[[ Data provided open ]]

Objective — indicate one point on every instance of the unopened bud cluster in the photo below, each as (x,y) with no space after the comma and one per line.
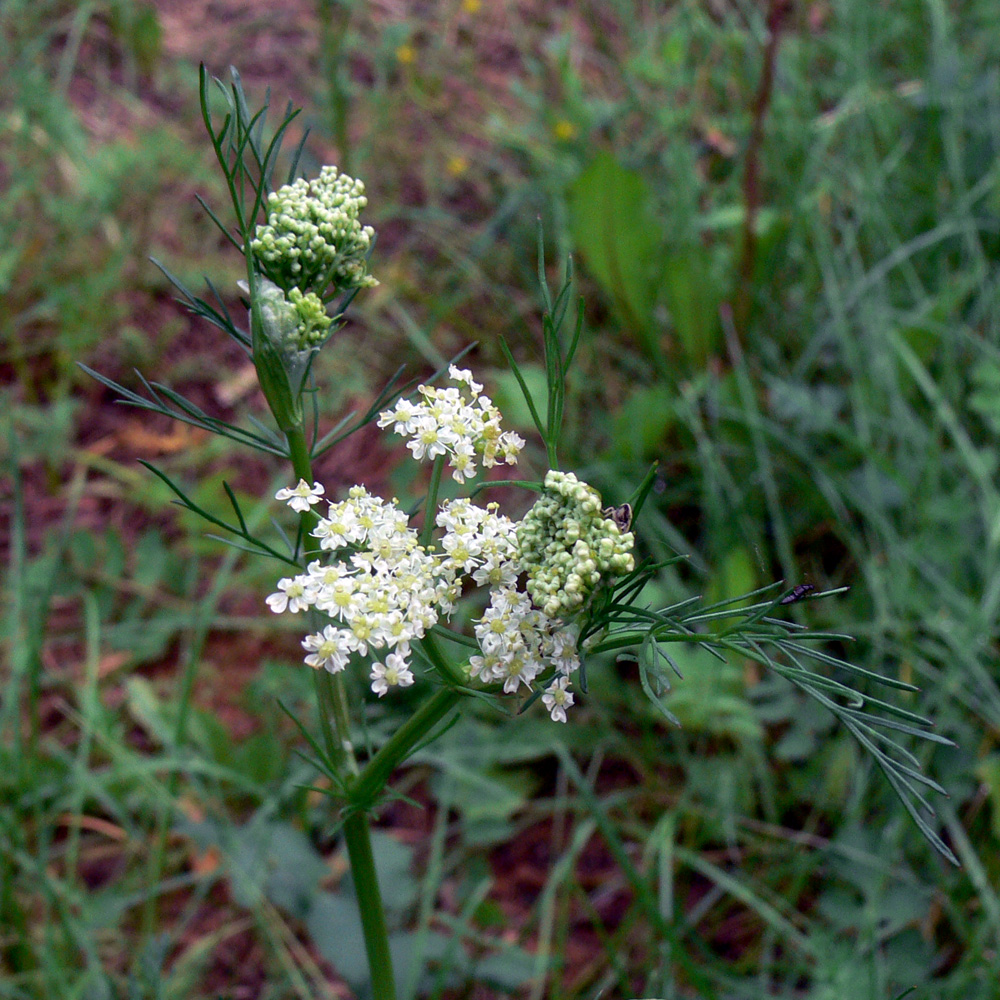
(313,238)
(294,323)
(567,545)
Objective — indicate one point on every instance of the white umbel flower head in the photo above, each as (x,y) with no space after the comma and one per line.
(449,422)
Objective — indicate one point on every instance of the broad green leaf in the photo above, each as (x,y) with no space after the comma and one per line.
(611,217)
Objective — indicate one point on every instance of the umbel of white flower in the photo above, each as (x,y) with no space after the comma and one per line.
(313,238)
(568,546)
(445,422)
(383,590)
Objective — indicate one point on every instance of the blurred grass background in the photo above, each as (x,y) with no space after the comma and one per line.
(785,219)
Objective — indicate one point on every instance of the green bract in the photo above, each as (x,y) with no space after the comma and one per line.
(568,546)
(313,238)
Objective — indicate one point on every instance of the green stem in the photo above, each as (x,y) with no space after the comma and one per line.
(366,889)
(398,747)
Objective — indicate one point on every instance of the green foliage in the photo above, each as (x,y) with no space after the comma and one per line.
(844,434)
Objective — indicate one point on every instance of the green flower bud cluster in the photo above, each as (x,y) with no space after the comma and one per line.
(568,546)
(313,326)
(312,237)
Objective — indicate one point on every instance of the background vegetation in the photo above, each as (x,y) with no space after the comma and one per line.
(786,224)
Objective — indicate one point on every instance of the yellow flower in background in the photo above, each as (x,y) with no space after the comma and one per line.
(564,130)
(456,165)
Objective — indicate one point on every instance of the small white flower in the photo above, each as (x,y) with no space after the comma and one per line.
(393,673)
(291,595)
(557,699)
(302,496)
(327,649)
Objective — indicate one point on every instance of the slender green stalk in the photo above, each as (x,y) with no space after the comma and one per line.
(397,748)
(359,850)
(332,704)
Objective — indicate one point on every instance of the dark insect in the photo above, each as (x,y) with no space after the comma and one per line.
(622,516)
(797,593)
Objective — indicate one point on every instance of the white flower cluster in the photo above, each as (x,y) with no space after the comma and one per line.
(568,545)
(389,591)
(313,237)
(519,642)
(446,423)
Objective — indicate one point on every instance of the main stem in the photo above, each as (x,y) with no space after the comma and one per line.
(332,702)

[[ Data provided closed ]]
[[ Data provided open ]]

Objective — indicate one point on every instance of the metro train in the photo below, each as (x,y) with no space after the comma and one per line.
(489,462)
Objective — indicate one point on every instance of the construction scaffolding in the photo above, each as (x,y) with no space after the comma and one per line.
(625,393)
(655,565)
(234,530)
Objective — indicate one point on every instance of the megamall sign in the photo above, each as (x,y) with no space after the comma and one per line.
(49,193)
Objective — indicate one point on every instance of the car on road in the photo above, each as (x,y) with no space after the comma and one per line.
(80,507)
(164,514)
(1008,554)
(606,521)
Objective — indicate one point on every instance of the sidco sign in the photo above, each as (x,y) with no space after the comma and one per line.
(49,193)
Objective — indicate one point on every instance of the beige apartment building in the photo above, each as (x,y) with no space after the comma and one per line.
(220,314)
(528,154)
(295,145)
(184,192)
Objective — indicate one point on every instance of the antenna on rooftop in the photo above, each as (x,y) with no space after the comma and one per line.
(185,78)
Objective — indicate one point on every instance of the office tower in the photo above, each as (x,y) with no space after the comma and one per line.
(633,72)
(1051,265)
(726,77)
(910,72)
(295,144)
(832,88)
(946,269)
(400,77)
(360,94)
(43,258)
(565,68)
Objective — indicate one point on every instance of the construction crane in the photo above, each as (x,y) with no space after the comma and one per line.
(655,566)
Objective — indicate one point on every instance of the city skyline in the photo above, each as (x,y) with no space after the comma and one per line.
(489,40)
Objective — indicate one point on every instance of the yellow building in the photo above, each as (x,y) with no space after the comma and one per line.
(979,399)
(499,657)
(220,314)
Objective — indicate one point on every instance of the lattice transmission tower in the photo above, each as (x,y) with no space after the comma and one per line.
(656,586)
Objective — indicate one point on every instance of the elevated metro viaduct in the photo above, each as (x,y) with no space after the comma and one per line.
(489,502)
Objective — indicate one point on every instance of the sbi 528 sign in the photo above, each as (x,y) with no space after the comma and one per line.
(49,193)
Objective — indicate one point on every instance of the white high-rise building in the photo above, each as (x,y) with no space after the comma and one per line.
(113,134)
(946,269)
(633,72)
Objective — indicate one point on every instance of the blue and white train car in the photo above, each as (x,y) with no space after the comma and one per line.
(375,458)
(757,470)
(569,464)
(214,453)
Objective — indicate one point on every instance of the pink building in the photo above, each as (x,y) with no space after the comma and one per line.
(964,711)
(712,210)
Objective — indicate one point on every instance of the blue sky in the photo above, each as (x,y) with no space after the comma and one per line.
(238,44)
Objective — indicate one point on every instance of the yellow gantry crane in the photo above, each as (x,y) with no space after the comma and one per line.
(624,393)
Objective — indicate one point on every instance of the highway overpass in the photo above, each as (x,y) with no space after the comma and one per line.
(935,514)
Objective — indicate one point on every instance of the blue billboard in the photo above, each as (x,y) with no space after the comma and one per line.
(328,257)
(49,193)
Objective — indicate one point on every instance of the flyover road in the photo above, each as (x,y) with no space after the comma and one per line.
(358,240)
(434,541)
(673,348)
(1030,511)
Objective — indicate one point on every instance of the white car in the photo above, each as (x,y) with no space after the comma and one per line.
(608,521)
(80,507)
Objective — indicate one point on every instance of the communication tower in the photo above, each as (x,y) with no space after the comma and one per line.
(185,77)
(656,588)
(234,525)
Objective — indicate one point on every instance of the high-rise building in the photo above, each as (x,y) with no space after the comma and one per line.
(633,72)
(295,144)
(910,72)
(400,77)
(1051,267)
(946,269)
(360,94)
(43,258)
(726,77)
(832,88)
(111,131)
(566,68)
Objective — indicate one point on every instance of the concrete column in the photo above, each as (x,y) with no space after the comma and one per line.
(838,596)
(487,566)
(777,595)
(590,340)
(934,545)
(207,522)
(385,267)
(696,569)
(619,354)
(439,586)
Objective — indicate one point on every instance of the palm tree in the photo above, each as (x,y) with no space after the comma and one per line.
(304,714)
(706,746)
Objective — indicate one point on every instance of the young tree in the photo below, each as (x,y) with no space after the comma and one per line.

[[ Data provided closed ]]

[Work task]
From the data above, output exactly the lines between the one containing "the blue billboard" and the one containing "Objective — indicate one point on every instance of the young", counting both of them.

[Answer box]
Objective — indicate one point on every instance of the blue billboard in the photo above, each as (x,y) with no space after the comma and one per line.
(328,257)
(49,193)
Objective — indicate one point on every instance of the flyover road in the photo above, each as (x,y) with no space after the comma and one per line.
(358,240)
(434,541)
(673,348)
(1030,511)
Objective — indicate one point on every instance of the white car in the photo above, each as (x,y) with no space after the comma and one per line.
(608,521)
(80,507)
Objective — indicate one point on every instance of the communication tower in the photo above, each as (x,y) with no space after the comma and one per line.
(185,77)
(656,588)
(234,525)
Objective — indicate one point on every instance of the high-rise building in the photo above, each as (x,y) with no space after the comma and one per line.
(633,72)
(295,144)
(910,72)
(400,77)
(1051,267)
(946,269)
(360,94)
(43,258)
(726,77)
(832,88)
(111,131)
(566,68)
Objective — indicate one point on every instance of the concrete column in the photo above, each as (x,y) with no space after the comma and one per line.
(838,596)
(487,566)
(777,595)
(590,340)
(934,545)
(207,522)
(385,267)
(696,569)
(619,354)
(439,586)
Objective — indicate one point on every instance of the palm tree in the photo above, each as (x,y) with no space after the comma and one per line.
(304,714)
(706,746)
Objective — indicate one point on every instance of the young tree in the photo below, each as (x,y) with no space after the comma and one per line.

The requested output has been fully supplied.